The problem: Quote the data below verbatim, from its first line through the line that contains "[155,15,181,44]", inclusive.

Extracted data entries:
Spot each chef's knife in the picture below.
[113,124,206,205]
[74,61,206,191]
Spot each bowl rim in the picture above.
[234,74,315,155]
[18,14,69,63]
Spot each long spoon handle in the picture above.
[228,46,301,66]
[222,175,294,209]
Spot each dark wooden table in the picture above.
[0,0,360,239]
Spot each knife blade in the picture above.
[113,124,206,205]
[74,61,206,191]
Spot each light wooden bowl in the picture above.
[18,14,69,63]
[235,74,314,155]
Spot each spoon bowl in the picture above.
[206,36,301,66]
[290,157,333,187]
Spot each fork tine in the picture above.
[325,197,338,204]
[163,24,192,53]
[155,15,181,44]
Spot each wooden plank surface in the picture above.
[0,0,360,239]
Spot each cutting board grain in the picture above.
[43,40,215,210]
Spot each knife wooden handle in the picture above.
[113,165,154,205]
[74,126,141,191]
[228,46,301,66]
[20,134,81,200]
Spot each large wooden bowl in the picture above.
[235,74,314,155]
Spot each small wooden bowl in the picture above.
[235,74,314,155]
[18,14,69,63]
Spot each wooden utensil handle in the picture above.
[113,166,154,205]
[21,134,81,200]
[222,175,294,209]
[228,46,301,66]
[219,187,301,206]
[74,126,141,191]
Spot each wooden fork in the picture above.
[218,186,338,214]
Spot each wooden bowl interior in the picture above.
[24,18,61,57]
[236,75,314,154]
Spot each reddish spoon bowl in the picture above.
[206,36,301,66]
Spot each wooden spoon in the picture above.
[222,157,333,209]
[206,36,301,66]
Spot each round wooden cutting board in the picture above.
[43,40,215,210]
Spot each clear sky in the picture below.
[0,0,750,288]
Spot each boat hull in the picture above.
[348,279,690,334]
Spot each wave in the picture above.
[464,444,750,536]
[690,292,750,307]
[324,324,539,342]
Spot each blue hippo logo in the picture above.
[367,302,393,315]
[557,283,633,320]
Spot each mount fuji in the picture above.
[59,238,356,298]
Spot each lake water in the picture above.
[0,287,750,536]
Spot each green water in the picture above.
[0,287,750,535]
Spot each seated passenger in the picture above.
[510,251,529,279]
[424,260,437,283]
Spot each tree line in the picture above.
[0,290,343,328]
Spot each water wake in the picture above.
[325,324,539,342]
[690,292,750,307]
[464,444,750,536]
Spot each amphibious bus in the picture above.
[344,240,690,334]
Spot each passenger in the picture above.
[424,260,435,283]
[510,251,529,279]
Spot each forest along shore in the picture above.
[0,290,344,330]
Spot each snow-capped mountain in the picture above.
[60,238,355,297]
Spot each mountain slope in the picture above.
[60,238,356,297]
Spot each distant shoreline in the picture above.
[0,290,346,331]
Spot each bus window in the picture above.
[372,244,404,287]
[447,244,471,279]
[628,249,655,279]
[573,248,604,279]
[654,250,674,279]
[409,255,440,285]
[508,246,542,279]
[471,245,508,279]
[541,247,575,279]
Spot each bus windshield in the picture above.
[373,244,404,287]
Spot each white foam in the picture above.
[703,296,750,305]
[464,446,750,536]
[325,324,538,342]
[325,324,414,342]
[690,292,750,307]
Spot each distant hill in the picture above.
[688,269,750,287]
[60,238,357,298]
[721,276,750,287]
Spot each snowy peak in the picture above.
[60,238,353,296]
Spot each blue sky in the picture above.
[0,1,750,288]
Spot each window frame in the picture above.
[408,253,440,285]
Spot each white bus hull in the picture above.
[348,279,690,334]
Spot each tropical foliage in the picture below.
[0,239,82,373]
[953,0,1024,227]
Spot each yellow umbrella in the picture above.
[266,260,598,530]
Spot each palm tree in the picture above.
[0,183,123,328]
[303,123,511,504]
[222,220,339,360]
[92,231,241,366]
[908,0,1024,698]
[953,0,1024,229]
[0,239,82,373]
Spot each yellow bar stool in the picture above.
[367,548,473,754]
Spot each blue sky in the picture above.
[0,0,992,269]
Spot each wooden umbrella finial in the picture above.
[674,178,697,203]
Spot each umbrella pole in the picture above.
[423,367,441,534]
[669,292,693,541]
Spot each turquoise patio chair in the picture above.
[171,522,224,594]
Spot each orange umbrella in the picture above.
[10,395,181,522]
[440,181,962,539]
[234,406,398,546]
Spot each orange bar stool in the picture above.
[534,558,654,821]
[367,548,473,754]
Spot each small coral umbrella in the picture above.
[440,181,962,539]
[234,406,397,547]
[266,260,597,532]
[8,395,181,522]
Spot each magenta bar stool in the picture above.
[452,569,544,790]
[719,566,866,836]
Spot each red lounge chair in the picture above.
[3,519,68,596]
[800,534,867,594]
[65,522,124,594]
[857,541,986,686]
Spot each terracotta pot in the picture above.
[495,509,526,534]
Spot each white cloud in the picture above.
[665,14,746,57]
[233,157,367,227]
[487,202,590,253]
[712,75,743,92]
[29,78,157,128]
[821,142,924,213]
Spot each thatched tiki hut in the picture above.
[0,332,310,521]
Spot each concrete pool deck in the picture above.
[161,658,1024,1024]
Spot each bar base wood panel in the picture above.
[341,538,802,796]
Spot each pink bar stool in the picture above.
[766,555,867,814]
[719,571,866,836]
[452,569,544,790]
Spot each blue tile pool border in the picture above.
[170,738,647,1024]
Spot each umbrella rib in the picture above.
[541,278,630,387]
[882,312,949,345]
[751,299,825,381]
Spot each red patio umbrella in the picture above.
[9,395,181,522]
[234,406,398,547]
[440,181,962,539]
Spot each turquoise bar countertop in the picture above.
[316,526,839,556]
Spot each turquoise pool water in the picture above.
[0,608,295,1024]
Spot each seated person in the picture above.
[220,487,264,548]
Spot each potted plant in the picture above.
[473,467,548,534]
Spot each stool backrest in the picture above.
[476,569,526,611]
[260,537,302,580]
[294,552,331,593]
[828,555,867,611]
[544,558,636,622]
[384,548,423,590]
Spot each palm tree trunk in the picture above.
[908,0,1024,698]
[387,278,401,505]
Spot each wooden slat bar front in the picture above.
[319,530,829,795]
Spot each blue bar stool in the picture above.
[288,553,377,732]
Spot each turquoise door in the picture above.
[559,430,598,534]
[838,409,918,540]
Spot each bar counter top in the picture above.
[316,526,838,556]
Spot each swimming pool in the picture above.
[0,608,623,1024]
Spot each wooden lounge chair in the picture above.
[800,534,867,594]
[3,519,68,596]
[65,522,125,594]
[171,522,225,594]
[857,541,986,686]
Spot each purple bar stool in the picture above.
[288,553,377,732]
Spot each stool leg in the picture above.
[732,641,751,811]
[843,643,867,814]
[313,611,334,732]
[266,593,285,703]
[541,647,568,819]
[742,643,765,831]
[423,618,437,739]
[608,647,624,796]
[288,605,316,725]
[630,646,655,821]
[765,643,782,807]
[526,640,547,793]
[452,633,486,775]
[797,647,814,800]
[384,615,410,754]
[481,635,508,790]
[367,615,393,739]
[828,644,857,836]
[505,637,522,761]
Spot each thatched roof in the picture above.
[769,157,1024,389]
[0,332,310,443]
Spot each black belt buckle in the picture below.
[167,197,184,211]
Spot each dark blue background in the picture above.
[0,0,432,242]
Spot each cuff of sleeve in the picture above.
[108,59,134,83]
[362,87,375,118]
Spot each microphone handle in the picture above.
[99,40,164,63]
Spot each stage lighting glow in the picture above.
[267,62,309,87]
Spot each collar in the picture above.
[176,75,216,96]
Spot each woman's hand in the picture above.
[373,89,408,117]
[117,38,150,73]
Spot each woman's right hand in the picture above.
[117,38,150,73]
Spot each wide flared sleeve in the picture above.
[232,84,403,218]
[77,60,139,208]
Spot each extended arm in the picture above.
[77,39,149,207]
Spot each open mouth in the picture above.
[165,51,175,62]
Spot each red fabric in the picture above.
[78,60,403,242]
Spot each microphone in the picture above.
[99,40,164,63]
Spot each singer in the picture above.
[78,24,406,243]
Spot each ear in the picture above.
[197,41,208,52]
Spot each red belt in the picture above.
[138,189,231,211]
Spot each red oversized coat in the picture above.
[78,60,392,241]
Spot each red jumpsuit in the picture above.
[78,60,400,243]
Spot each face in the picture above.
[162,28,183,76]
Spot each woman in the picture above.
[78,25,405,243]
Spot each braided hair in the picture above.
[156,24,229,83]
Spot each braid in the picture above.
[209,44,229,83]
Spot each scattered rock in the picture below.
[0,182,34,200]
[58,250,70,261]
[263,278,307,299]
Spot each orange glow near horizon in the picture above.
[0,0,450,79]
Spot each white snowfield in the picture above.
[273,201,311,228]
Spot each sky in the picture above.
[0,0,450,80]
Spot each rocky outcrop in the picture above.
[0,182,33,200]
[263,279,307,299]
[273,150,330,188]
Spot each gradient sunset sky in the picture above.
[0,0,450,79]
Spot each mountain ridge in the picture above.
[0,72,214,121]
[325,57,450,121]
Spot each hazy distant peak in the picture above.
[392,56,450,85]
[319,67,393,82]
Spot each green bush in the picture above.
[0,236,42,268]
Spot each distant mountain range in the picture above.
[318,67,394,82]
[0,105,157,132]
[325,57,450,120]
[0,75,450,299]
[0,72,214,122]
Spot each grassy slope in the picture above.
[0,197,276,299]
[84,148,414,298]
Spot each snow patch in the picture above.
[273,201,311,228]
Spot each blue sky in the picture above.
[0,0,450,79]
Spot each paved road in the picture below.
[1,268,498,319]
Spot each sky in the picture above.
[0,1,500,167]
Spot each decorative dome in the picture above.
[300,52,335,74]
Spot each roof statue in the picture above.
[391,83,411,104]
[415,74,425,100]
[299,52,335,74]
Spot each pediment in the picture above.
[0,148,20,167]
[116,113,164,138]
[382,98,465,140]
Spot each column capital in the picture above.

Correct output:
Spot each chef's knife in the picture below.
[113,124,206,205]
[74,61,206,191]
Spot each bowl rim in the picture above.
[234,74,315,155]
[18,14,69,63]
Spot each long spoon handle in the picture above.
[228,46,301,66]
[222,175,294,209]
Spot each dark wooden table in the picture above.
[0,0,360,239]
Spot each knife blade in the picture above.
[113,124,206,205]
[74,61,206,191]
Spot each light wooden bowl in the picture above.
[18,14,69,63]
[235,74,314,155]
Spot each spoon bowl in the picture above.
[206,36,301,66]
[290,157,333,187]
Spot each fork tine in the picture above.
[325,197,338,204]
[163,24,192,53]
[155,15,181,44]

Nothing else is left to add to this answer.